WHAT TO WORK ON:
Print out each entry without alteration, and keep the pictures out.
== DATA SHOWN ==
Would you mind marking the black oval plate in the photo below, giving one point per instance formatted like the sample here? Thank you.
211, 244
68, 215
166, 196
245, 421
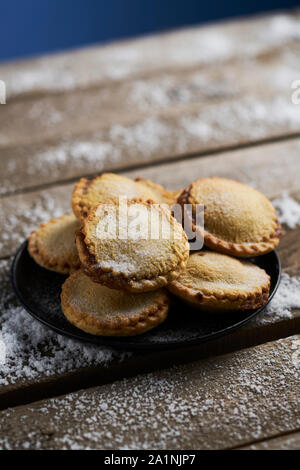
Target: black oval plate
38, 290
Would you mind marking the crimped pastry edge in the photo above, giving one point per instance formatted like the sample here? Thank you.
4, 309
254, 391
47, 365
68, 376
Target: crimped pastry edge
52, 263
80, 210
141, 322
115, 280
241, 250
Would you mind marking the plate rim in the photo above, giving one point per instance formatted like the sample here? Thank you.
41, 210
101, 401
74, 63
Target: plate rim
114, 342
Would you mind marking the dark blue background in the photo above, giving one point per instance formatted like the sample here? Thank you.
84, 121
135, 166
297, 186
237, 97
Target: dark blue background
29, 27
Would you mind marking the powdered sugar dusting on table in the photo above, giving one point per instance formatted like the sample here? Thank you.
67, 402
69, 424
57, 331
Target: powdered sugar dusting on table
286, 298
191, 406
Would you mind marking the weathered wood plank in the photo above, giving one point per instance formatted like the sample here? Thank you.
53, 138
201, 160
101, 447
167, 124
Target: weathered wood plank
271, 168
278, 170
163, 113
201, 46
291, 441
248, 117
213, 404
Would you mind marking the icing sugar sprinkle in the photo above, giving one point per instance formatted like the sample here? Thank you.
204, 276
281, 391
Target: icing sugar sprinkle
288, 210
29, 350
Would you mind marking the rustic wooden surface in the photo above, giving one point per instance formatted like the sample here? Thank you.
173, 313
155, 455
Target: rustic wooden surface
203, 101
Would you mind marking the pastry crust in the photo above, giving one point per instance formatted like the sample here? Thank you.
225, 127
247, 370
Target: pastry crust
88, 193
52, 245
238, 220
216, 282
135, 264
161, 195
101, 311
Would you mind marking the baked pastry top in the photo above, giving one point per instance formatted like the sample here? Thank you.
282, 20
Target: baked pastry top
91, 192
160, 194
99, 310
238, 220
214, 281
52, 244
123, 250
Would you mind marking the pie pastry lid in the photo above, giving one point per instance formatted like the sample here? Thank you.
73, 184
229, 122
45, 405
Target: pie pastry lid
238, 219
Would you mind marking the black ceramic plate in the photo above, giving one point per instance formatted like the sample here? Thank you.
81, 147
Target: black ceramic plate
39, 292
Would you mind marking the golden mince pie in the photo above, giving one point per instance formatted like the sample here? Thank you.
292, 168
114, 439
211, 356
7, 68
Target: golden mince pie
52, 245
160, 194
217, 282
99, 310
136, 247
238, 220
90, 192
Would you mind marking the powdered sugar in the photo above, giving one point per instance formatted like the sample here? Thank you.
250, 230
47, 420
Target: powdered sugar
32, 351
2, 352
288, 210
216, 403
===
RESULT OF THE TASK:
Would you mind marking the black oval plate in the photo below, giving one point per instance formatted like the sample here? Thank you.
211, 244
68, 215
166, 196
245, 421
Target: black oval plate
38, 290
Would you mind marking the crimped pastry edge in the photo above, giving one point per instance formatted like the sample here? Thank you.
4, 309
254, 391
47, 365
68, 376
Target: crimped pastry edge
52, 263
80, 210
141, 322
115, 280
241, 250
Would you mind marking the plate rim in the photo above, giving one point per instance formatted like the sample here? Thank you.
41, 210
101, 401
74, 63
Target: plate rim
114, 342
Would you mind marking the dark blue background in the photo above, giving one point per instance formatted like the sample here? Thank you.
84, 121
135, 166
297, 186
237, 97
Target: dark blue background
29, 27
Would you mind marking the powdered sugar dusting on table in the photo above, giving one point per instance formatted like the sample here? Thank you.
67, 402
69, 424
57, 331
Target: powdered sugar dusting on table
286, 298
191, 406
Would you mind marking the weathered wood plank in the photo above, giving one point per instance formatted like the sample here? Thank you.
53, 138
201, 160
101, 447
167, 124
Target: weathered wood plank
271, 168
278, 170
163, 113
201, 46
291, 441
248, 117
213, 404
Would you mind marking the icing sugar sprinkle in the photo above, giving one point per instance formatted like the sample here? Thank you.
204, 276
281, 391
Target: icing sugar sprinkle
288, 210
29, 350
Would you mind marking the rustic wooden surface in the photo above, giving one point per instance formatted like the sample here? Thank you.
173, 313
155, 455
Target: rustic wooden surface
203, 101
Would you mind marking the pastry crust in the photo above, giving one point per instance formatted like the sample here? Thank you.
225, 127
247, 370
Target: pastry crust
88, 193
52, 245
238, 220
216, 282
135, 264
161, 195
101, 311
Would you mind marking the baked pastry top in the photo above, giving one point per instance formatted like the sample here? Thank you.
282, 20
Target: baked pastry top
91, 192
160, 194
99, 310
238, 220
214, 281
52, 244
123, 250
Would you mind marking the pie pastry lid in the photo above, giving one point per instance formatted like the sample here? Thank you.
73, 184
229, 122
45, 405
Target: pie pastry lid
238, 219
Would you mind marking the black ceramic plate in the photo above, giving one point per instance formatted like the sample here? Thank you.
81, 147
Target: black ceramic plate
39, 292
Would you mind marking the golden mince pie in the photo above, giving one point per instance formatted like the sample here? Thank you.
292, 168
114, 439
211, 356
7, 68
Target: golden mince pie
52, 245
160, 194
217, 282
99, 310
136, 247
238, 220
90, 192
Would you mind marking the powdered sugar in the photo above, giving one point per instance formatted like the sample here? Thank you.
250, 230
47, 420
Target: powdered sugar
32, 351
2, 352
288, 210
216, 403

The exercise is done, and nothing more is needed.